Directions
Rewrite everything from the start of the data down to the line containing "point(93, 390)", replacing "wheel arch" with "wheel well" and keeping everything else unchanged.

::: Information shown :::

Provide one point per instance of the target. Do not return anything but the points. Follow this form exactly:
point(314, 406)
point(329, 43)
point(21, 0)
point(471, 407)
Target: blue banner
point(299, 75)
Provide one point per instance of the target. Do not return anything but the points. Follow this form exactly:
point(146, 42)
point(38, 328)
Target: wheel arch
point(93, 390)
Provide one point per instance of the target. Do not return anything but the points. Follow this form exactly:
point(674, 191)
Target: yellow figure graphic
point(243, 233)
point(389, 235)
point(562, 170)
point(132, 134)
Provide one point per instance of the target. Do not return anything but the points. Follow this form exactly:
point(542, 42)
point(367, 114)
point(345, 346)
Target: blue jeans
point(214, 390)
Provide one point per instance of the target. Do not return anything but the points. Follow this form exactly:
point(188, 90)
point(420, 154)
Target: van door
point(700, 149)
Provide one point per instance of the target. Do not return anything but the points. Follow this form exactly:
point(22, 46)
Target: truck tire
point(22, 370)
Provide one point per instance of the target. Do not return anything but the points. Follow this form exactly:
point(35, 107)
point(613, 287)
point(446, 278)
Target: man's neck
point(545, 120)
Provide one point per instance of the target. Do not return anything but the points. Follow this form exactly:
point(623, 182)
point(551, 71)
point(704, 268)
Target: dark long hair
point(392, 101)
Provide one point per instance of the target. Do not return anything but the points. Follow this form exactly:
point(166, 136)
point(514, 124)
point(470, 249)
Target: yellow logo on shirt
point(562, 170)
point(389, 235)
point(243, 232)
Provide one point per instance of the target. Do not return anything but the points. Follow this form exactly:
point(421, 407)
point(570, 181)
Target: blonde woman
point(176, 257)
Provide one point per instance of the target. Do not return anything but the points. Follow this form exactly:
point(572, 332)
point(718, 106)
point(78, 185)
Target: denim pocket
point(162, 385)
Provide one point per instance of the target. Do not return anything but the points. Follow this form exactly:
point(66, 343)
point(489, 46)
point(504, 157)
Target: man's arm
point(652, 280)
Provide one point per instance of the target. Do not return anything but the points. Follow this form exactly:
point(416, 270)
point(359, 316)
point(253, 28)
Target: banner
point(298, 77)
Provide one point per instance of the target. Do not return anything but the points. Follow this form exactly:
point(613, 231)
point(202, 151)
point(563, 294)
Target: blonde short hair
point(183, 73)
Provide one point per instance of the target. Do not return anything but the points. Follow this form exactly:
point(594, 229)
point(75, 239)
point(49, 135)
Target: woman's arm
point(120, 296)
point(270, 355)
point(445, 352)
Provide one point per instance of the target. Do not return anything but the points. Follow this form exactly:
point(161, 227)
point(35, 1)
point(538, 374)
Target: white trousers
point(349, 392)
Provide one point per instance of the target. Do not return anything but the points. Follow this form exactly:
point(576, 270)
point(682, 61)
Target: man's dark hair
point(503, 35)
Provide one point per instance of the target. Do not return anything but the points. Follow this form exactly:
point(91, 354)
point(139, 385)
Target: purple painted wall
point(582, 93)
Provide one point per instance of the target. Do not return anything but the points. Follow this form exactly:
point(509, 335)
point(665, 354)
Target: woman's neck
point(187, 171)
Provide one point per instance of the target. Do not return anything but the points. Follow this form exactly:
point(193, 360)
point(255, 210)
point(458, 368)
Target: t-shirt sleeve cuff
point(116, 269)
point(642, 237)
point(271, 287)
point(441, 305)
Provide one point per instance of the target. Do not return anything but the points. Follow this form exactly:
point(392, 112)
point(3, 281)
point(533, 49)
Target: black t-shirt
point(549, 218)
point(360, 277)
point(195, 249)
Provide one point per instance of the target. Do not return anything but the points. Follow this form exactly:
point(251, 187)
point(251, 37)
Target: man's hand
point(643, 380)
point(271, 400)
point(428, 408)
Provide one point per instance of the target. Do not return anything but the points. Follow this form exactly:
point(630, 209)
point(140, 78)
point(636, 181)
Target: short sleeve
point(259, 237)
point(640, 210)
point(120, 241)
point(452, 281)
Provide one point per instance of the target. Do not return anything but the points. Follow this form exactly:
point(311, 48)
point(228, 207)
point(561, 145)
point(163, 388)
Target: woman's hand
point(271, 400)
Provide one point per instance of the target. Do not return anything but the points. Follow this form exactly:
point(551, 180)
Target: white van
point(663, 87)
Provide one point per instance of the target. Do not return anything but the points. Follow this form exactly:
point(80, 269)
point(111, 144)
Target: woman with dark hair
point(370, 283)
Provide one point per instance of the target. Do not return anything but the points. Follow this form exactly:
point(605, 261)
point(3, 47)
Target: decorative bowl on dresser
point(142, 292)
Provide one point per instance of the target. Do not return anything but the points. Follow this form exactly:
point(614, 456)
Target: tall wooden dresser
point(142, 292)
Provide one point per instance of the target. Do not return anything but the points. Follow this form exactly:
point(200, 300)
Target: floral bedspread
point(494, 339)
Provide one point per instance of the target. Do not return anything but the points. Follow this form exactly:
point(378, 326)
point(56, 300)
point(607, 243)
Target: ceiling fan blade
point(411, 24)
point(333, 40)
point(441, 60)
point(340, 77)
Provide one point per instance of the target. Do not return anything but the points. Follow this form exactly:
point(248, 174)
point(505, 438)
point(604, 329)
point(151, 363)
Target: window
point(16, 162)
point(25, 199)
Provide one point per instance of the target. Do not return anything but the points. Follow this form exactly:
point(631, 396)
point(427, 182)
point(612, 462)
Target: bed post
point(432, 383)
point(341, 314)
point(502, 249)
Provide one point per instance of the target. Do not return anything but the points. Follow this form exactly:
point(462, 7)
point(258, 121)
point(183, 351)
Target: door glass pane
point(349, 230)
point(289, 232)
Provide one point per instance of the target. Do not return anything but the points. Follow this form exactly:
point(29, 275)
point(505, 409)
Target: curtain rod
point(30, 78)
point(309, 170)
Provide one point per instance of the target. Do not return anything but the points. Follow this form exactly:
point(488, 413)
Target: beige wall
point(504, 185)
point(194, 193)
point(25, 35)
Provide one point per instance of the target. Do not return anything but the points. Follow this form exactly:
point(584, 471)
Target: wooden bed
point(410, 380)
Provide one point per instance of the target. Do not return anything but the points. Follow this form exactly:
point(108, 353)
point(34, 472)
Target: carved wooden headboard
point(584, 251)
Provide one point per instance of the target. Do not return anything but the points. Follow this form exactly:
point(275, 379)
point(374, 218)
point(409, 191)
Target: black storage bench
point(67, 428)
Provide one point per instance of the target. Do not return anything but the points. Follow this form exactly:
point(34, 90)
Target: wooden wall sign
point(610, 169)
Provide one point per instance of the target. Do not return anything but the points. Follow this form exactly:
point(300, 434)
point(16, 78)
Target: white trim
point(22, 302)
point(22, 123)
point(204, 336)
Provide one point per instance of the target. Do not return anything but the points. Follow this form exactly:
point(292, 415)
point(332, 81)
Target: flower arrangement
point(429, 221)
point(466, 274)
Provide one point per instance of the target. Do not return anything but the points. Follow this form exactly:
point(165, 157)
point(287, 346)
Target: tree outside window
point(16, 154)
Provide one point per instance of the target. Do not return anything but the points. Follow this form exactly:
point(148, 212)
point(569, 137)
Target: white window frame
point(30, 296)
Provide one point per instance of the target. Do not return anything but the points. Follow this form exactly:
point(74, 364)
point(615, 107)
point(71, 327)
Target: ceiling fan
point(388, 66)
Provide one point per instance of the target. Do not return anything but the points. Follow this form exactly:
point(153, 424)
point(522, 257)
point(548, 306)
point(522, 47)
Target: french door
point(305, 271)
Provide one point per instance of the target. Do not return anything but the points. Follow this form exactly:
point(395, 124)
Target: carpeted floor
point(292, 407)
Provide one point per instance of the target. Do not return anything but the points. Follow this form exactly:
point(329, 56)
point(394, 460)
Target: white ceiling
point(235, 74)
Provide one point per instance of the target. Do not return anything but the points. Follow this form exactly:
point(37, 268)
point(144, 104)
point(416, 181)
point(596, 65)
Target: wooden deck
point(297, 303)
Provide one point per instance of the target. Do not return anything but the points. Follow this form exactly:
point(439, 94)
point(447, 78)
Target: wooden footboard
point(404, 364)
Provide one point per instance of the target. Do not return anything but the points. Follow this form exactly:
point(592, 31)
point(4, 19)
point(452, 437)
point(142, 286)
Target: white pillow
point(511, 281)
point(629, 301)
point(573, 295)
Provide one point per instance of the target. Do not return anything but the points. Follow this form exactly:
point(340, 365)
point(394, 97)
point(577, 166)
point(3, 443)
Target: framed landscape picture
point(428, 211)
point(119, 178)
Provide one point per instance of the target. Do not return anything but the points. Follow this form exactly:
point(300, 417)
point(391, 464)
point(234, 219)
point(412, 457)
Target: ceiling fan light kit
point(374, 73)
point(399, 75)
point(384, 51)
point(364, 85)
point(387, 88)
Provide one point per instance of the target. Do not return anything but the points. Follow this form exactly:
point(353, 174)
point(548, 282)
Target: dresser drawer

:::

Task output
Provide one point per instance of the target. Do not return anything but the points. Follow this form exactly:
point(314, 406)
point(329, 43)
point(21, 0)
point(471, 407)
Target: blue banner
point(299, 75)
Provide one point per instance of the target. Do not return anything but the points. Follow this form exactly:
point(146, 42)
point(38, 328)
Target: wheel well
point(93, 390)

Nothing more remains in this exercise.